_Testo di studio_
Daremo l’addio (almeno formalmente) alla legge di Stabilità, avremo un bilancio sperimentale di genere e una spending review permanente. La cessione dell’Ilva potrà passare alla fase operativa. La legge di delegazione europea 2015 taglierà il traguardo, ma un anno dopo. E poi arriverà il timbro per la proroga del processo amministrativo telematico. Ma anche per il ripiano del disavanzo da 1,5 miliardi della spesa farmaceutica 2013-2015 a carico delle industrie. E per il pareggio di bilancio di Comuni e Regioni. Tutto qui, o solo poco di più.
Nell’affannosa e, come al solito, frenetica corsa di fine estate a svuotare i cassetti, il Parlamento si dovrà “accontentare” al massimo di otto leggi in più. Perché, nonostante i classici sacchetti di sabbia per barricarsi dalle imboscate politiche sempre in agguato, il calendario di fine stagione messo in cantiere dovrà raffreddare le speranze.

_Consegna_
Le affermazioni seguenti concordano con il testo di studio? Per ognuna rispondi sì o no, citando tra virgolette le parole decisive del testo.
(a) La cessione dell’Ilva potrà entrare nella fase operativa.
(b) La legge di delegazione europea 2015 arriverà al traguardo nei tempi previsti.
(c) Il Parlamento dovrà accontentarsi di almeno otto leggi in più.

_Estratti dei dati_

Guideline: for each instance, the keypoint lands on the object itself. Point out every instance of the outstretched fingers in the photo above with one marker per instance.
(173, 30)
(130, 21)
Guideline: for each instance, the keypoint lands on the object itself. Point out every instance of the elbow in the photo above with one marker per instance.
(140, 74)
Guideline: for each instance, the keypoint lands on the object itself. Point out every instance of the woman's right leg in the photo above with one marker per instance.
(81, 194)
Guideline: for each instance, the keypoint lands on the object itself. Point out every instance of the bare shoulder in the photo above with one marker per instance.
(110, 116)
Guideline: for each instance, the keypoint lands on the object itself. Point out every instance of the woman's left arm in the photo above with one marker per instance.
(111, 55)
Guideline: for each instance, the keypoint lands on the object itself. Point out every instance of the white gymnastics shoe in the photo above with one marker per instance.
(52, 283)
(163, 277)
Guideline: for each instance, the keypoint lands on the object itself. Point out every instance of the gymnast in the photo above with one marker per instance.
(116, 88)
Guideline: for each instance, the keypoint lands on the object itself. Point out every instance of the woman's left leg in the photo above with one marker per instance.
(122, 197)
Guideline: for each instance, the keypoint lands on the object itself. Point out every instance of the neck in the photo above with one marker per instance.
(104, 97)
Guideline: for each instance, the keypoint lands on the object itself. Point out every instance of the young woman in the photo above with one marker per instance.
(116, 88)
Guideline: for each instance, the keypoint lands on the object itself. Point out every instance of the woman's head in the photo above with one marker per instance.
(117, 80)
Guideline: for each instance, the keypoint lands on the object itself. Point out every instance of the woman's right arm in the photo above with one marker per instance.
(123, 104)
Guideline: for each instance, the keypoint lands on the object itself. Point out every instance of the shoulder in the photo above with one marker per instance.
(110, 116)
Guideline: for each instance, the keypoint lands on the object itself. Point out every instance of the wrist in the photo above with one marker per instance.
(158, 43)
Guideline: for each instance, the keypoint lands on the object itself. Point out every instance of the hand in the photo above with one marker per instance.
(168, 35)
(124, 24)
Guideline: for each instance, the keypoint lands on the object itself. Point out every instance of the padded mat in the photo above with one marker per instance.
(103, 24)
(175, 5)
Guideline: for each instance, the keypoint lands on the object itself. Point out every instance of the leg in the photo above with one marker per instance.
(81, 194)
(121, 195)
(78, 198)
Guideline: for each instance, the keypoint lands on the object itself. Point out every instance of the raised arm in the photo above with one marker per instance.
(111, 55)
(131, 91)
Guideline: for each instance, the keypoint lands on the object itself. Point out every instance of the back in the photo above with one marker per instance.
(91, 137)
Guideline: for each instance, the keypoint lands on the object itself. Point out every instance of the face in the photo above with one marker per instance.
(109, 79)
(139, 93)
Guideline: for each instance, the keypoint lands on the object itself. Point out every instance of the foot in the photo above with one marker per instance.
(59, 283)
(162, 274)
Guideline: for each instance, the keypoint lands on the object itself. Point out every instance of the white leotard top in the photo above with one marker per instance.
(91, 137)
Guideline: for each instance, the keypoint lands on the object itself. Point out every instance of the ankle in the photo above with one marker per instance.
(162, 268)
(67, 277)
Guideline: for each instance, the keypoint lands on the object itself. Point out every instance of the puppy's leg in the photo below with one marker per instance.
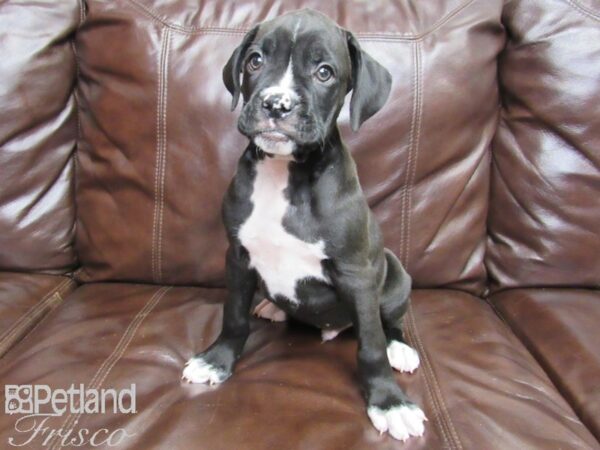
(395, 297)
(387, 406)
(216, 364)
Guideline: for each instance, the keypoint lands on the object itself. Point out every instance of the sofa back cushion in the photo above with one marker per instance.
(159, 143)
(38, 130)
(545, 199)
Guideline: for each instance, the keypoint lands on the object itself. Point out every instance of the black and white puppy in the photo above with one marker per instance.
(296, 216)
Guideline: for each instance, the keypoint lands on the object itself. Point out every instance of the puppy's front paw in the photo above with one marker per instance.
(197, 370)
(402, 357)
(401, 421)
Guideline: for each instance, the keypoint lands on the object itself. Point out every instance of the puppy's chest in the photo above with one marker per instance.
(280, 258)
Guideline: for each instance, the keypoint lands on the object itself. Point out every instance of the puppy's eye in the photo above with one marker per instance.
(324, 73)
(255, 62)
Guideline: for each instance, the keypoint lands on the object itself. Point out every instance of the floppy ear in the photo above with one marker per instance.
(233, 69)
(371, 84)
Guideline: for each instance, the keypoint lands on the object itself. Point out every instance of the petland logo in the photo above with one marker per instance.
(39, 403)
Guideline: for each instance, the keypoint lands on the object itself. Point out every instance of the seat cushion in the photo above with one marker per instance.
(478, 385)
(38, 133)
(545, 184)
(560, 328)
(24, 300)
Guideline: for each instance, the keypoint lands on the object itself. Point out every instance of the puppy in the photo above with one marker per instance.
(296, 216)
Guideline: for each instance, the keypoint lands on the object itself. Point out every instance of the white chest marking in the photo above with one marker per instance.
(280, 258)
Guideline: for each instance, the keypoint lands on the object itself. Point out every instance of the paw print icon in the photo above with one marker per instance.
(18, 399)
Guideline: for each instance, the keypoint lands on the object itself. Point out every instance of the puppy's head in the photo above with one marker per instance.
(293, 73)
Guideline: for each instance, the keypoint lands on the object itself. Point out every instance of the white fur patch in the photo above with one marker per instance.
(285, 88)
(199, 371)
(267, 310)
(280, 258)
(402, 357)
(401, 422)
(328, 335)
(275, 147)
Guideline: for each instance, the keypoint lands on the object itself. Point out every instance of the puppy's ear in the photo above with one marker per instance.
(233, 69)
(371, 84)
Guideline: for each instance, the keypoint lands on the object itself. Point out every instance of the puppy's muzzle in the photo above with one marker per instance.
(277, 104)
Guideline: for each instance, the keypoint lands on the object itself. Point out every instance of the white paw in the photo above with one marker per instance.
(401, 422)
(402, 357)
(198, 371)
(267, 310)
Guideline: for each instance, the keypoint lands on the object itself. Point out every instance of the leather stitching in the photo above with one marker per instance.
(412, 166)
(365, 36)
(164, 149)
(583, 10)
(161, 143)
(413, 149)
(32, 313)
(440, 407)
(111, 361)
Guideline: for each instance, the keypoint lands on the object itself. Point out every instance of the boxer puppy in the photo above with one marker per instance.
(296, 216)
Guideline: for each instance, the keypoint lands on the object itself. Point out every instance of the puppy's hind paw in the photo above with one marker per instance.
(401, 422)
(402, 357)
(199, 371)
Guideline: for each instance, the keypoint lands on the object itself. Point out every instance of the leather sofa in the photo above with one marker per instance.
(116, 146)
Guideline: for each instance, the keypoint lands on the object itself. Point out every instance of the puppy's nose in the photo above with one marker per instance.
(277, 106)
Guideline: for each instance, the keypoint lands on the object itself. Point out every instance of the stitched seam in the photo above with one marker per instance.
(32, 312)
(110, 362)
(159, 169)
(81, 12)
(430, 395)
(412, 167)
(164, 150)
(445, 419)
(403, 202)
(583, 10)
(367, 36)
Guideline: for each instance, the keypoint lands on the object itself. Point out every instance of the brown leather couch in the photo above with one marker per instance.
(117, 143)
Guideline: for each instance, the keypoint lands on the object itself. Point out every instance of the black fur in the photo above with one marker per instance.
(369, 289)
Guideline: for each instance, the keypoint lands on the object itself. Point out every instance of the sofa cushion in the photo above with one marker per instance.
(560, 328)
(160, 143)
(38, 130)
(478, 385)
(543, 221)
(24, 300)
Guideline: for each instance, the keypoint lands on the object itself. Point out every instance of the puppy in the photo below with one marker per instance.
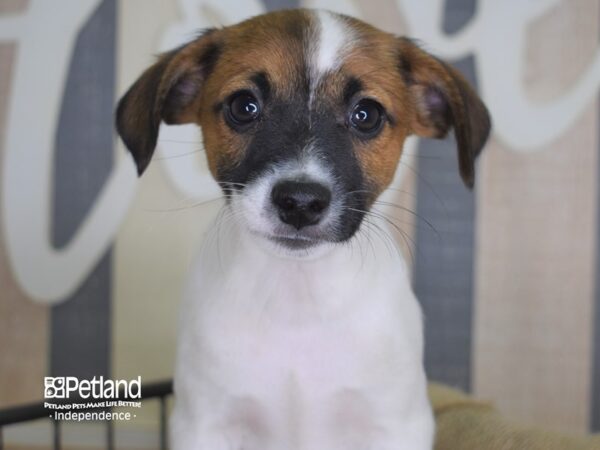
(298, 331)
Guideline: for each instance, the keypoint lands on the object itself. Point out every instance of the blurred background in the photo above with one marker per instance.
(93, 260)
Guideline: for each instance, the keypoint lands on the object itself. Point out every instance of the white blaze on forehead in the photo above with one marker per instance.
(334, 38)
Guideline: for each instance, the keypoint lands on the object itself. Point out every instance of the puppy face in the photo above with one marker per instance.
(304, 115)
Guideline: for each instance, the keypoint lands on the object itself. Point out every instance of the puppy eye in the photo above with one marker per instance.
(243, 108)
(367, 116)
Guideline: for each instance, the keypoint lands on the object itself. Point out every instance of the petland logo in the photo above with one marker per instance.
(91, 400)
(96, 388)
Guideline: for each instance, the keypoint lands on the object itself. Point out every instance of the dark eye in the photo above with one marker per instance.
(243, 108)
(367, 116)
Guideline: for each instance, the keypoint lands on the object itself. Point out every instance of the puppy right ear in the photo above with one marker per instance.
(165, 92)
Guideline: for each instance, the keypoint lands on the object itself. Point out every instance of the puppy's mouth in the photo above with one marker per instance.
(296, 242)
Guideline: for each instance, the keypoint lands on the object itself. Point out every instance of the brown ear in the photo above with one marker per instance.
(442, 100)
(165, 92)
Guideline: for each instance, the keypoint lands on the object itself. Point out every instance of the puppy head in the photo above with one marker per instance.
(304, 115)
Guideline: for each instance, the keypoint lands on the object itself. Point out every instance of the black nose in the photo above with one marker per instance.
(300, 203)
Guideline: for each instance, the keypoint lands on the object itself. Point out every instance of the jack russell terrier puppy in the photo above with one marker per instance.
(299, 332)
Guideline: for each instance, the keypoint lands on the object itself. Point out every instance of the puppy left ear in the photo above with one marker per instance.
(443, 99)
(166, 91)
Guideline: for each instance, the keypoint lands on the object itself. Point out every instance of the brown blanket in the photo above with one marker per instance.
(464, 423)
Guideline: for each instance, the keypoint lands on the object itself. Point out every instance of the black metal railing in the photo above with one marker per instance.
(25, 413)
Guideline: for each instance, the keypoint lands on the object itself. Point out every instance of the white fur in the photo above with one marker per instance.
(279, 353)
(332, 40)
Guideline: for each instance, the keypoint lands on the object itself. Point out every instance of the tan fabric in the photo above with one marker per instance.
(464, 423)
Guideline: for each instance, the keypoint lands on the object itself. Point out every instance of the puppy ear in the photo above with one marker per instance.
(165, 92)
(443, 99)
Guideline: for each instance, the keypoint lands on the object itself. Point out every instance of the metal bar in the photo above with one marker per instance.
(163, 423)
(56, 434)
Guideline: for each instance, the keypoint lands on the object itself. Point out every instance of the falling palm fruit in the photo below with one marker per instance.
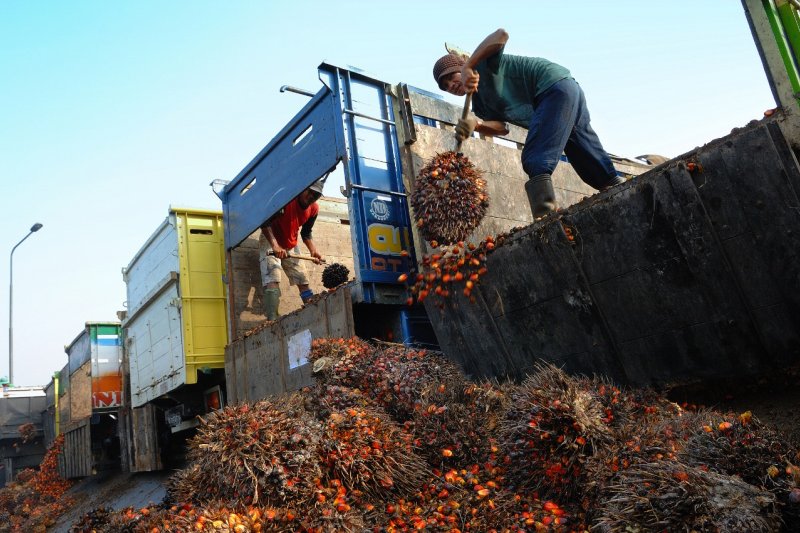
(449, 198)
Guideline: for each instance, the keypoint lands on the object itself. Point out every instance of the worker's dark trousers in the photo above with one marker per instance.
(560, 123)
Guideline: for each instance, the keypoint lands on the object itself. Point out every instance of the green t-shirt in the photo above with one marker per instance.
(509, 85)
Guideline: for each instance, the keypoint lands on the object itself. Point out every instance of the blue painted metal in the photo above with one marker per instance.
(379, 218)
(310, 145)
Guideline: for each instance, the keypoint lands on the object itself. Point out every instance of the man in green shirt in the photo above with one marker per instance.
(532, 93)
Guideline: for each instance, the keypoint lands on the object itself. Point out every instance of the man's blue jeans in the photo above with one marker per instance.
(560, 123)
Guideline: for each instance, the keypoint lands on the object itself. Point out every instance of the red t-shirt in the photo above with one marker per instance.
(286, 226)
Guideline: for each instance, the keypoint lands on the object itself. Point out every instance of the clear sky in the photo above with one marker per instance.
(113, 111)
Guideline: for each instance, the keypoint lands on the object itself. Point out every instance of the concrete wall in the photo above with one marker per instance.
(688, 273)
(273, 358)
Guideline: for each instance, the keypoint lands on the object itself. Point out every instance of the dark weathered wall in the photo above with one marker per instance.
(499, 161)
(673, 277)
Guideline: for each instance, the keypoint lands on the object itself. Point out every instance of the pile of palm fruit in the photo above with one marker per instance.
(396, 439)
(35, 499)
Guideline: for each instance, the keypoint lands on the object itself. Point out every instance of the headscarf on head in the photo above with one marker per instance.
(445, 65)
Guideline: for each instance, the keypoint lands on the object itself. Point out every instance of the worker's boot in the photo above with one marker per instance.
(541, 195)
(306, 296)
(272, 299)
(616, 180)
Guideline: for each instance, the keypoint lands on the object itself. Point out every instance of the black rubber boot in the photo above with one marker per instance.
(272, 299)
(541, 195)
(616, 180)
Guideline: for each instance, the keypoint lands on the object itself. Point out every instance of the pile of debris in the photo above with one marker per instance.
(396, 439)
(35, 499)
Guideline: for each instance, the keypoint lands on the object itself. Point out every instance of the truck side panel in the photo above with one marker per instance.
(273, 360)
(151, 266)
(155, 346)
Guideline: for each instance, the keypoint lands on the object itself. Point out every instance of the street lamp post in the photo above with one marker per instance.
(36, 227)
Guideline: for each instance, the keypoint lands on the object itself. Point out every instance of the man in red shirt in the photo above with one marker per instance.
(279, 239)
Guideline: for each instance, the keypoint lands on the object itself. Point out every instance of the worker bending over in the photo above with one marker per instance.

_Risposta_
(a) Sì: «La cessione dell’Ilva potrà passare alla fase operativa.»
(b) No: «La legge di delegazione europea 2015 taglierà il traguardo, ma un anno dopo.»
(c) No: «il Parlamento si dovrà “accontentare” al massimo di otto leggi in più.»